Please list every oddly spelled word that the passage below says Rolf uses in place of a normal English word or name.

***** PROVIDED PASSAGE *****

You know what, it's not even the power tools. They were a big thing in the 90s, a status symbol for a certain kind of men. Rolf's choice of tv: Bob Vila's This Old House and Home Improvement show a segment of the American population was certainly charmed by the idea of working with your hands. I'll even allow that power tools would seem like a magic luxury, unimaginable to a shipbuilder who made his own wooden nails. No, my two biggest problems with this sentence are the hackneyed phonetic spelling and the phrase "real men".

Rolf speaks perfect English by the end of his first scene, thanks to his magic belt, (which features a holy relic in a hidden compartment that Rolf was on his way to return to an English abbey to stop a famine in Norway for reasons.) That is, Rolf speaks perfect English except for the occasional word that is spelled phonetically for...humor? We're first on the receiving end of this writing quirk when Rolf learns Meredith's name. He calls her Merry-Death and will do so for the remainder of the book, even after they're married and he's given up returning to his own time. But even that and Am-eric-hah are ok. They're not funny, but they seem consistent enough with the book's internal logic. The belt seemingly can't translate words that don't have a similar, corresponding meaning in Old Norse. Electrice-city and come-pewter thus do make sense that he'd struggle with them. But he first calls his hero, Tim Allen, Timalley. That doesn't fit, nor does the fact that he evolves to call Tim by his correct name, but never does with Meredith.

***** ENTRIES PROVIDED *****

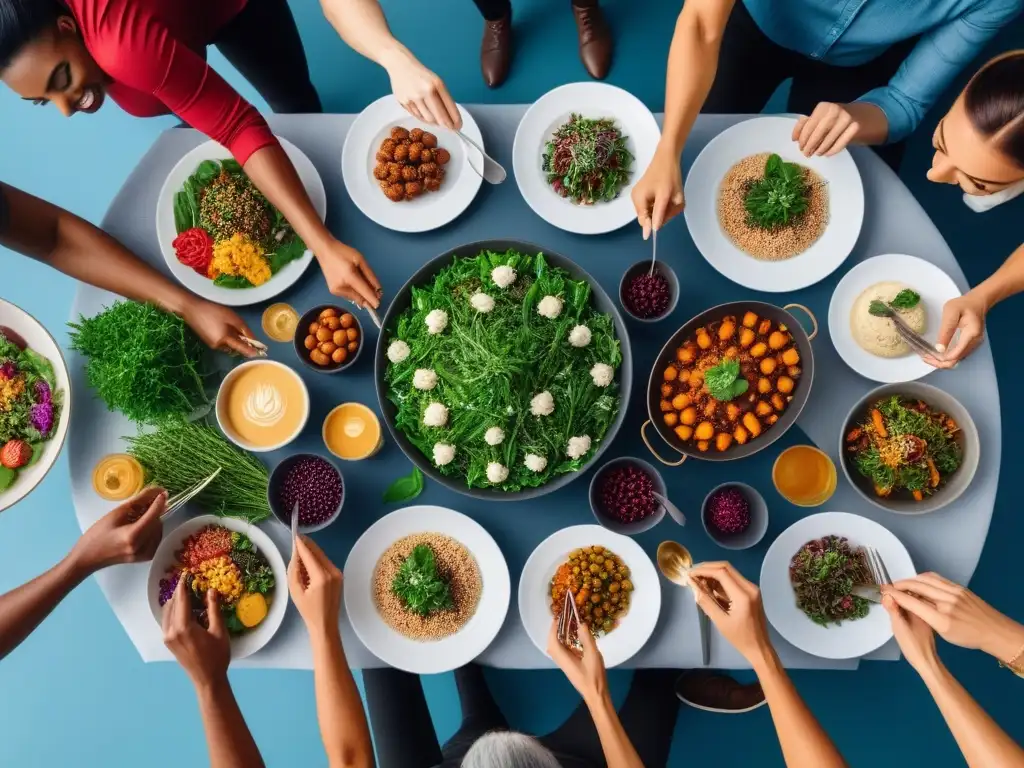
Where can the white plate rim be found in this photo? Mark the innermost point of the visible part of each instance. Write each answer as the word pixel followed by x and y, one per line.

*****
***** ENTRIES PROVIDED *****

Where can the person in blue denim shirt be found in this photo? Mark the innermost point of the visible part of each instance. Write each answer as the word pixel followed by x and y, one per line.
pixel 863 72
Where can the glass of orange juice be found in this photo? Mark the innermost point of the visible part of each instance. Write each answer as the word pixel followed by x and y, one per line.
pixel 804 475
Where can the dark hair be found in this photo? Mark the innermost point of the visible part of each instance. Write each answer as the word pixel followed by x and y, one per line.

*****

TASK RESULT
Merry-Death
Am-eric-hah
Electrice-city
come-pewter
Timalley